START Dataset entries
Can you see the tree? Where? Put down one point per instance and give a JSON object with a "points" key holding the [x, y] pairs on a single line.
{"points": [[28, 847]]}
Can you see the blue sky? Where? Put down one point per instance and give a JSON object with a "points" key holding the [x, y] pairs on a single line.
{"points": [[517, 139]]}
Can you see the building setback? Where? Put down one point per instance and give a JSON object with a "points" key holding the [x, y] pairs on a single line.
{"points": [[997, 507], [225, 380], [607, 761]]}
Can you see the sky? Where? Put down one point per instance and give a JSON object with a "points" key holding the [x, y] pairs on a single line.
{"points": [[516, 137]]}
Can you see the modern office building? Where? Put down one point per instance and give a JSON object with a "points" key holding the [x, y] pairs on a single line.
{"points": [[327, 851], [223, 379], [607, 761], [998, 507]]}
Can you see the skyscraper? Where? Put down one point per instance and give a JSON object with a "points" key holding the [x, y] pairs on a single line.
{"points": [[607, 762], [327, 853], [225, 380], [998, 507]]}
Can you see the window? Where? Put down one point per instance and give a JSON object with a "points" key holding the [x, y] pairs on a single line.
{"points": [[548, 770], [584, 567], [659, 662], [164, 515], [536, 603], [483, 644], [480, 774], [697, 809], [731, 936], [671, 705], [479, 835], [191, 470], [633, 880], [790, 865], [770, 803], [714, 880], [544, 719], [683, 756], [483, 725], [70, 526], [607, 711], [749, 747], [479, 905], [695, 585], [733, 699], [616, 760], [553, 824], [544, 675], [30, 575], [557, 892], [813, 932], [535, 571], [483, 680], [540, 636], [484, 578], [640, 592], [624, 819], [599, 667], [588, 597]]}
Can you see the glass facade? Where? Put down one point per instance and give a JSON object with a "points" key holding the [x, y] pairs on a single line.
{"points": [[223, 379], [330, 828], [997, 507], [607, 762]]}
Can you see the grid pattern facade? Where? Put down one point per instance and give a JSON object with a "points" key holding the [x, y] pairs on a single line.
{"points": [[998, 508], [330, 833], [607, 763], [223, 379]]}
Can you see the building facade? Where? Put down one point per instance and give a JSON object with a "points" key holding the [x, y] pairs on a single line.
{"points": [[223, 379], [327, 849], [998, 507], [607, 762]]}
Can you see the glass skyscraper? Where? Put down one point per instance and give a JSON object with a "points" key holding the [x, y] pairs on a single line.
END Dataset entries
▸ What is expected
Top to bottom, the records above must be output exactly.

▸ Answer space
Can you see the tree? Where? Put down one point per instance and give a JSON object with a "points" key holding the [x, y] pairs on a single line.
{"points": [[28, 847]]}
Can you see the blue sky? Where? Put down one point per instance and give a JSON object with a "points" key holding the [x, y] pairs on a single line.
{"points": [[517, 139]]}
Can you see the building setback? Where? Put down one point per instance and give a JSON object with a "points" key holding the [x, y] pairs on a single line.
{"points": [[997, 507], [225, 380], [607, 761]]}
Can you see the sky? Where? Put down one point per instance and give a JSON object with a "points" key holding the [x, y] pairs on a single line.
{"points": [[516, 137]]}
Can you see the modern office building? Where? Put down one point per instance and give a JSON object with a "points" key holding the [x, y] pairs on a single line.
{"points": [[327, 851], [223, 379], [607, 761], [998, 507]]}
Can you see the skyscraper? Where? Put down one point per instance and give a JSON object with a "points" key holding the [x, y] pairs on a single line.
{"points": [[607, 762], [327, 853], [225, 380], [998, 507]]}
Can you see the window? Where? Put down one point per instance and give a JSON object with a "points" key holding the [x, y] pairs on a single line.
{"points": [[548, 770], [584, 567], [659, 662], [164, 515], [536, 603], [483, 644], [480, 774], [697, 809], [731, 936], [671, 705], [479, 835], [191, 470], [633, 880], [790, 865], [770, 803], [714, 880], [544, 719], [683, 756], [483, 725], [70, 526], [607, 711], [749, 747], [479, 905], [695, 585], [733, 699], [616, 760], [553, 824], [544, 675], [30, 575], [557, 892], [813, 932], [535, 571], [483, 680], [540, 636], [484, 578], [640, 592], [624, 819], [599, 667], [588, 597]]}
Can you see the glass facade? Where? Put down one point per instance and give a JSON object with a "points" key holding the [x, y] pairs on a single line.
{"points": [[223, 379], [330, 828], [997, 507], [607, 762]]}
Can you see the grid pattern facade? Where? Put down one point per instance and give a JSON object with a "points" key holding the [x, y] pairs on a single line.
{"points": [[998, 508], [330, 833], [607, 763], [223, 379]]}
Can you see the building facade? Where? Put down one point per instance and give a JSON object with a "points" key holding the [x, y] pairs on a single line.
{"points": [[223, 379], [327, 849], [998, 507], [607, 762]]}
Can you see the glass skyscraper? Where? Put down one point per instance and give a JSON object with a "points" key holding the [x, y] pairs on a single line.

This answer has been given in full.